→ **To do**
1. In the Dr. Edelin excerpt, what award did the Planned Parenthood Federation of America present to Dr. Edelin in 2008?
2. Repeat the Dr. Edelin excerpt word for word, starting at "Dr. Edelin later" and ending at "in history revealed.".
3. Turn the paragraph of the Dr. Edelin excerpt that begins "In subsequent years" into a short list that keeps its main facts.

→ **Document extract**
A year after Dr. Edelin was convicted and sentenced, the Supreme Judicial Court overturned the verdict, ruling that he had "committed no wanton or reckless acts in carrying out the medical procedures."
Dr. Edelin later served as chairman of the Planned Parenthood Federation of America, which in 2008 presented him with the Margaret Sanger Award, its highest honor. The organization called him "one of the heroes of the reproductive rights movement.''
Dr. Edelin's wife, Barbara, said she sent an e-mail to friends as his health was failing and noted that although he was best known "for his prochoice activities, Ken was so much more of a fighter for the poor and for African-American women and for the disadvantaged."
She added that her husband led a more complex and nuanced life than a quick glance at his place in history revealed.
"He was funny, he was creative, he wrote poetry, he was a great friend," she said. "And he was a teacher and mentor for many medical students, particularly for students at historically black colleges. I think his legacy is much more than what people know about from the trial."
Prior to the trial and afterward, Dr. Edelin held roles that were groundbreaking, prominent, or both. He was the first African-American to be named chief resident of Boston City Hospital's obstetrics and gynecology department.
In subsequent years, Dr. Edelin chaired the obstetrics and gynecology department at the Boston University School of Medicine and was director of obstetrics and gynecology at Boston City Hospital and gynecologist in chief at Boston University Hospital. He also was associate dean for student and minority affairs at BU's School of Medicine, working to bring minority students into the school.

→ **Supplied data**
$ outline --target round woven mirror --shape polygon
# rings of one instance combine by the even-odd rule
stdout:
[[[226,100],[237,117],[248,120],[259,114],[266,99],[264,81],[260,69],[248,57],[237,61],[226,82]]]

→ **Solutions to the tasks**
1. The Margaret Sanger Award, the organization's highest honor.

2.
Dr. Edelin later served as chairman of the Planned Parenthood Federation of America, which in 2008 presented him with the Margaret Sanger Award, its highest honor. The organization called him "one of the heroes of the reproductive rights movement.''
Dr. Edelin's wife, Barbara, said she sent an e-mail to friends as his health was failing and noted that although he was best known "for his prochoice activities, Ken was so much more of a fighter for the poor and for African-American women and for the disadvantaged."
She added that her husband led a more complex and nuanced life than a quick glance at his place in history revealed.

3.
- Chaired the obstetrics and gynecology department at the Boston University School of Medicine
- Served as director of obstetrics and gynecology at Boston City Hospital
- Served as gynecologist in chief at Boston University Hospital
- Served as associate dean for student and minority affairs at BU's School of Medicine, working to bring minority students into the school